* Start *

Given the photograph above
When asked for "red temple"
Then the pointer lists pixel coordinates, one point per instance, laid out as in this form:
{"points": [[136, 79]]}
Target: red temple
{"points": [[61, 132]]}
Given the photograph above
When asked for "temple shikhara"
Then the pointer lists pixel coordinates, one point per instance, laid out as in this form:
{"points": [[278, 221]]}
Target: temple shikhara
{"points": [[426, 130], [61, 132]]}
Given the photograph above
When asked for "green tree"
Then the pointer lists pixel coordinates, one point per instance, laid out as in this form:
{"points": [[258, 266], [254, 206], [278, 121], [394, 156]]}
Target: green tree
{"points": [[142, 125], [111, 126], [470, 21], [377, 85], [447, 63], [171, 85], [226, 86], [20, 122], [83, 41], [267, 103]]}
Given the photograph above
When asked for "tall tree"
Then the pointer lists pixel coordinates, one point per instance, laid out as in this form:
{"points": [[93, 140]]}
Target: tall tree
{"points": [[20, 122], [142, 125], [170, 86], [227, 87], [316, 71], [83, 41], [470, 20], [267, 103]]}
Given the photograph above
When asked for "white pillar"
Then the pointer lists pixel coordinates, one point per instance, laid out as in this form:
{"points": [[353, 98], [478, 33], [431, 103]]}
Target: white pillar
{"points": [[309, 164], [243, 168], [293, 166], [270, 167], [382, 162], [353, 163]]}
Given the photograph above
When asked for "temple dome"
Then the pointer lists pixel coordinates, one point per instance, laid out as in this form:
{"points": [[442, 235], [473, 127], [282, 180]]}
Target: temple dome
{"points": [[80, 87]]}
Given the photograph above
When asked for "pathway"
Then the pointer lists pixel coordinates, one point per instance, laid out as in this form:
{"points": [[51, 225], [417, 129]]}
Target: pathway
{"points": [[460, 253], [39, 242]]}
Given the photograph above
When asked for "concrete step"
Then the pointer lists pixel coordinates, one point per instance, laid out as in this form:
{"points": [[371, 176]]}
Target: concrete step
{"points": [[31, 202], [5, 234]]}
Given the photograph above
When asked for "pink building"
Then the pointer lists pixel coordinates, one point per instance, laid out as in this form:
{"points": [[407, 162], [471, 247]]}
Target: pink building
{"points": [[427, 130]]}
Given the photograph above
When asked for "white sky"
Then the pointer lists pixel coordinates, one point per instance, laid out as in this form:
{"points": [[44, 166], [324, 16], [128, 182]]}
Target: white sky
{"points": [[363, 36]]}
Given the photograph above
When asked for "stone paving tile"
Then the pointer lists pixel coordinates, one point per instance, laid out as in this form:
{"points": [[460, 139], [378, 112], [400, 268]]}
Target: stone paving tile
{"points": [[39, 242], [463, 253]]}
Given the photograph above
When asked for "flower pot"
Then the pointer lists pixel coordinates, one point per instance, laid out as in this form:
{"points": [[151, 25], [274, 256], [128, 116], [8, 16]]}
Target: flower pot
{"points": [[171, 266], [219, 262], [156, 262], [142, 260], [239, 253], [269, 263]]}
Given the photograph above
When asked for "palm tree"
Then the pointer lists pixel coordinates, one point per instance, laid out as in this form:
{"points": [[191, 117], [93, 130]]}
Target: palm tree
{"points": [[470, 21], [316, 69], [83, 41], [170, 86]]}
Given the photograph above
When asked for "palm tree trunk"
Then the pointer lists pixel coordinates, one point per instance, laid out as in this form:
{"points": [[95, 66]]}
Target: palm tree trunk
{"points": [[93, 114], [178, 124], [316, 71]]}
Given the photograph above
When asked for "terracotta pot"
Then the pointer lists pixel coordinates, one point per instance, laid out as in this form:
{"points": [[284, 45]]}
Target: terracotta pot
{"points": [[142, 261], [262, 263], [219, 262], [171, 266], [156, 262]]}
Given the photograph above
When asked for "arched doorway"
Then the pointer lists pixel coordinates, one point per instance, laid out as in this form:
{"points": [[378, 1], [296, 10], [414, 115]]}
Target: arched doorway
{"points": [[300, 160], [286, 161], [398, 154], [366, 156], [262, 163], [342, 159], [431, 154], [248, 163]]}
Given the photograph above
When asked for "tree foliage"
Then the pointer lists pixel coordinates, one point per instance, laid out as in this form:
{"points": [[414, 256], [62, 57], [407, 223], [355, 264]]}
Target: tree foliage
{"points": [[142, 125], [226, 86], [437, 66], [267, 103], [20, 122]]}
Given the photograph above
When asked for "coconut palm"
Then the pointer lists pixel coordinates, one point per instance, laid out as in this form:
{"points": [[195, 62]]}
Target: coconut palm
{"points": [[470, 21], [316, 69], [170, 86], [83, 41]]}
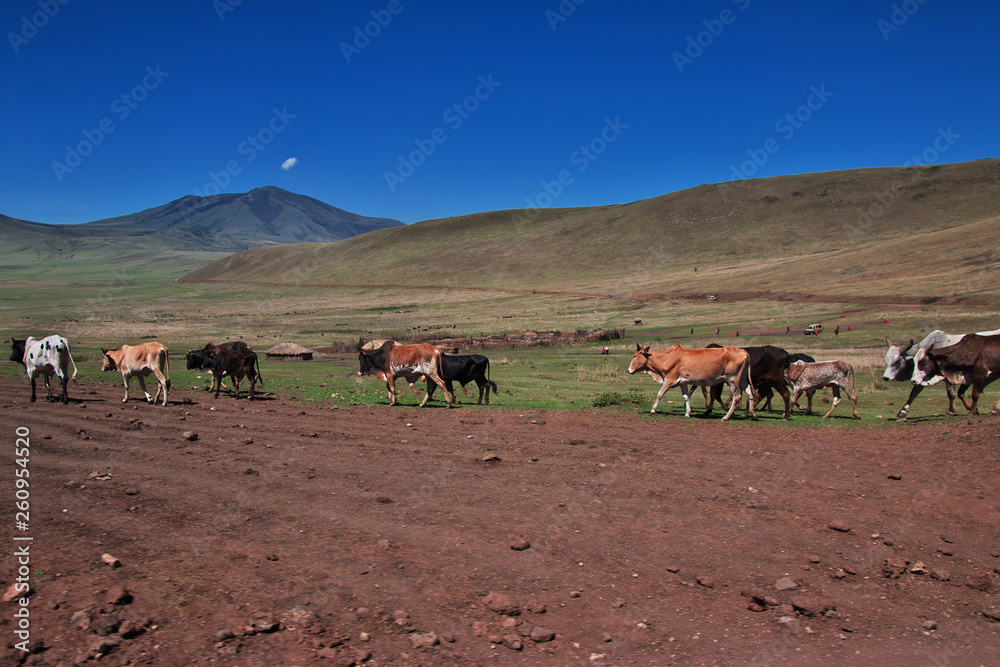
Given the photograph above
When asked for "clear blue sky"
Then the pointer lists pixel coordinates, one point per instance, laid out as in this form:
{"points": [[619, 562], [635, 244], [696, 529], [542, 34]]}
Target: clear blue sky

* End *

*Exercise requirements*: Copy the records above exactly, leaving out every picture.

*The completed task*:
Given the photograph above
When asked for "red temple"
Then the pointer lists pixel coordinates, one point per instance, laid out as in this form:
{"points": [[136, 79]]}
Target: red temple
{"points": [[61, 132]]}
Given the photograph above
When asked for "temple shikhara"
Then the pointer lists pixel coordinates, one point per instance, laid out as in this form:
{"points": [[278, 221]]}
Target: temple shikhara
{"points": [[426, 130], [61, 132]]}
Given the photograph above
When asked for "green tree"
Then the pointer lists pixel coordinates, one point per instance, laid out as in this form:
{"points": [[258, 266], [254, 206], [278, 121], [394, 156]]}
Target: green tree
{"points": [[142, 125], [111, 126], [470, 21], [377, 85], [447, 63], [171, 85], [226, 86], [20, 122], [83, 41], [267, 103]]}
Given the photograph above
When asked for "tall tree"
Then the pointer lists pixel coordinates, one point per instance, laid out as in this form:
{"points": [[93, 140]]}
Target: tall tree
{"points": [[20, 122], [142, 125], [170, 86], [227, 87], [316, 71], [83, 41], [470, 20], [267, 103]]}
Given the photograph above
When asked for "white pillar"
Then the pointer lists pixel coordinates, one point per instance, laid out as in this form:
{"points": [[353, 98], [478, 33], [431, 103]]}
Target: white pillar
{"points": [[309, 164], [243, 168], [293, 166], [270, 167], [382, 162], [353, 163]]}
Given the photograph above
When asked for "temple dome"
Then the pointer lists pixel coordinates, one point per instance, laid out as in this form:
{"points": [[442, 235], [473, 127], [282, 180]]}
Target: temple dome
{"points": [[80, 87]]}
Given the photograph above
When asked for "pathway"
Then the pointer lists pixel coordinates, one point per instance, laid out as in this form:
{"points": [[51, 225], [417, 129]]}
Target: pathway
{"points": [[460, 253], [39, 242]]}
Given the photograph above
When asked for "concrete step"
Then the pointer lists pixel coordinates, one point per instance, laid out as in this form:
{"points": [[371, 176]]}
Target: concrete step
{"points": [[31, 202], [5, 234]]}
Given the photograph above
When asked for "pink building"
Then the pointer lists pixel coordinates, one point per instance, laid out as in this form:
{"points": [[407, 162], [471, 247]]}
Target: pink building
{"points": [[427, 130]]}
Given the photograph above
When asked for "white sky"
Then the pointer lists pixel coordinates, one point per instance, laid out as in this form:
{"points": [[44, 166], [324, 16], [128, 182]]}
Target: white sky
{"points": [[363, 36]]}
Given the photograph above
When asked for "stone paving tile"
Then the pointer lists pixel coordinates, one point per instance, laid out as in this form:
{"points": [[460, 139], [378, 112], [400, 268]]}
Target: stone paving tile
{"points": [[39, 242], [463, 253]]}
Given the photograph above
When asked for "flower pot"
Then the pointer lists pixel coordinates, one point per instance, laid out as in this form:
{"points": [[151, 25], [274, 256], [128, 116], [8, 16]]}
Target: flower pot
{"points": [[171, 266], [219, 262], [156, 262], [142, 260], [239, 253], [269, 263]]}
Given the photograph above
When asked for "palm tree"
Then the pointer lists pixel coordinates, one point per instance, laid out as in this form:
{"points": [[191, 117], [93, 130]]}
Target: palm tree
{"points": [[470, 21], [316, 69], [83, 41], [170, 86]]}
Given the photograph above
When asked for "palm tree trunk"
Then the pointer lists pixel coordinates, one point per instance, laid out as in this form:
{"points": [[95, 66]]}
Target: palm tree trunk
{"points": [[93, 114], [178, 124], [316, 71]]}
Given the photograph above
When asked for "terracotta pot"
Then the pointer lists pixel coordinates, one point per instance, laid out as in this form:
{"points": [[284, 45]]}
Target: terracotta pot
{"points": [[142, 261], [262, 263], [219, 262], [171, 266], [156, 262]]}
Given the photograph above
When asked for "arched doorway"
Then the pointer lists pixel coordinates, one point per instance, laid out as in this form:
{"points": [[378, 1], [296, 10], [414, 115]]}
Target: arched doorway
{"points": [[300, 160], [286, 161], [398, 154], [366, 156], [262, 163], [342, 159], [431, 154], [248, 163]]}
Given the photograph above
When asked for "tree foliage"
Then the pointer lists pixel coordinates, one point per instance, laid out as in this form:
{"points": [[414, 256], [62, 57], [407, 223], [355, 264]]}
Target: tree foliage
{"points": [[142, 125], [226, 86], [437, 66], [267, 103], [20, 122]]}
Given the photograph above
When asked for "coconut palm"
Then the pointer lists pixel coordinates, one point per instance, laid out as in this form:
{"points": [[195, 62]]}
Target: coconut palm
{"points": [[470, 21], [316, 69], [170, 86], [83, 41]]}
Given the photograph above
When asked for "clear blue sky"
Then the pointer lists pixel coordinates, one point per instance, laid out as in this form:
{"points": [[619, 562], [635, 244], [696, 529], [542, 34]]}
Target: clear blue sky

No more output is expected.